▶ _Source document_
• • • • •

Greenwood is “holy ground,” said the Rev. John Faison of Nashville, Tennessee, who preached at the service and is assistant to the bishop of social action for the Full Gospel Baptist Church Fellowship.

He said the centennial both honors the victims of the massacre and “celebrates the resilience and the resurgence of an amazing people of God.”

Similar commemorations took place at many houses of worship throughout Tulsa and across Oklahoma on Sunday, a day ahead of the official centennial dates. More civic activities are planned for Monday and Tuesday, including a candlelight vigil and a visit by President Joe Biden.

The commission that organized the centennial designated Sunday as Unity Faith Day and provided a suggested worship guide that each congregation could adapt, including scriptures, prayers and the singing of “Amazing Grace.”

Particularly at historically Black churches, speakers emphasized a call for financial reparations — both for the few centenarian survivors of the massacre and for the wider, economically struggling North Tulsa area, where the city’s Black population is largely concentrated.

“The main problem is that our nation is always trying to have reconciliation without doing justice,” Faison said. “Until repentance and repair are seen as inseparable, any attempt to reconcile will fail miserably.”

The Rev. Robert Turner, pastor of nearby Vernon African Methodist Episcopal Church, which also traces its roots to before the massacre, echoed that sentiment in an interview before his own church’s service.

• • • • •

▶ _Supplied data_
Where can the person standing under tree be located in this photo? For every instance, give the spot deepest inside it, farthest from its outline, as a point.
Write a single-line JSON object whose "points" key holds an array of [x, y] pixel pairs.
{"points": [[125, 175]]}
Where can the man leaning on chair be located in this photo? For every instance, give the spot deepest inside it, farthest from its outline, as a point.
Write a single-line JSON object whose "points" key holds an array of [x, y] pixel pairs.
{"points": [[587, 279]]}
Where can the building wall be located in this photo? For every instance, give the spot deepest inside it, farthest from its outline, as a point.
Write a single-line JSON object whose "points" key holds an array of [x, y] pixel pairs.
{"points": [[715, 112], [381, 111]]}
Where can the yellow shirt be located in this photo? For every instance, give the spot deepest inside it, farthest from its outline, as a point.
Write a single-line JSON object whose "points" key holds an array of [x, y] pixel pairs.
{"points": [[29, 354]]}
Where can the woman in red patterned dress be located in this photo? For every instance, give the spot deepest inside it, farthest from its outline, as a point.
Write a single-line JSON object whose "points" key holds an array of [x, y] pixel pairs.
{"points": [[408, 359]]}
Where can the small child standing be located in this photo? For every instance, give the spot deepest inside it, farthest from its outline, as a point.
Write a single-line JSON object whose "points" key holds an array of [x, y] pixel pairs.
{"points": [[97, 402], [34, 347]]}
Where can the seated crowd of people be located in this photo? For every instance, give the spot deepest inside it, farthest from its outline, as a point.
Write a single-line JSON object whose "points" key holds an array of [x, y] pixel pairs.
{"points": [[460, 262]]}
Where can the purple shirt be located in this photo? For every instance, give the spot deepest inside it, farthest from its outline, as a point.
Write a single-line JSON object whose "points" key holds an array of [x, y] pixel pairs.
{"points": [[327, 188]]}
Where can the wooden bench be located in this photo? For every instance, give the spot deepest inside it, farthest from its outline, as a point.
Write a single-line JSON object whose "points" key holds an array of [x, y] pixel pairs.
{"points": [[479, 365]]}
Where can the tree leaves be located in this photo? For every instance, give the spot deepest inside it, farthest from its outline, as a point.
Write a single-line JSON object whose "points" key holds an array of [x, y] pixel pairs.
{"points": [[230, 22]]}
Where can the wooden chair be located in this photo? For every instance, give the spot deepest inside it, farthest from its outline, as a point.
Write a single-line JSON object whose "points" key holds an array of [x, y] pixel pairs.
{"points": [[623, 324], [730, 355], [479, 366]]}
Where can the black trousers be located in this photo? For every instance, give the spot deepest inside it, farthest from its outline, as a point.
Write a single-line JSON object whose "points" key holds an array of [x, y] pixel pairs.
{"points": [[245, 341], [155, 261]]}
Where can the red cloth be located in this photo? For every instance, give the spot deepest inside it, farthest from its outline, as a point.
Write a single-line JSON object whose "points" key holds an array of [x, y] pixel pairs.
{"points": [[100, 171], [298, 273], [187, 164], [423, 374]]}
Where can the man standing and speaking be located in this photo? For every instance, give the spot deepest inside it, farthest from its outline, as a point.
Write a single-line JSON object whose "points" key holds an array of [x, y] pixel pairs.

• • • • •

▶ _Instructions_
A: Answer these questions from the article on the Tulsa massacre centennial:
(i) What city and state is the Rev. John Faison from?
(ii) What name did the commission that organized the centennial give to Sunday?
(iii) Which church does the Rev. Robert Turner serve as pastor?
B: Switch "commission" to "committee" in the article on the Tulsa massacre centennial. Write out the passage starting with "The commission that" and going on through "is largely concentrated.".
C: Proceed with the article on the Tulsa massacre centennial, picking up after its last sentence.

▶ _Results of the exercise_
A:
(i) Nashville, Tennessee
(ii) Unity Faith Day
(iii) Vernon African Methodist Episcopal Church

B:
The committee that organized the centennial designated Sunday as Unity Faith Day and provided a suggested worship guide that each congregation could adapt, including scriptures, prayers and the singing of “Amazing Grace.”

Particularly at historically Black churches, speakers emphasized a call for financial reparations — both for the few centenarian survivors of the massacre and for the wider, economically struggling North Tulsa area, where the city’s Black population is largely concentrated.

C:
“It’s not a tragedy that’s left in 1921. It’s a tragedy that continues to live each day that lacks justice,” said Turner, who protests weekly outside Tulsa City Hall, calling both for reparations and for a posthumous criminal investigation of the massacre’s perpetrators.

Some churches on Sunday recognized 13 still-active congregations that operated in Greenwood in 1921, including many that had to rebuild their destroyed sanctuaries. Lists of the 13, under the heading “Faith Still Standing,” are being distributed on posters and other merchandise.

“We don’t want it ever to happen again anywhere,” said the Rev. Donna Jackson, an organizer of the recognition.

Some historically white churches also observed the centennial.

Pastor Deron Spoo of First Baptist Church of Tulsa, a Southern Baptist church less than two miles from the similarly named North Tulsa church, told his congregation that the massacre has been “a scar” on the city.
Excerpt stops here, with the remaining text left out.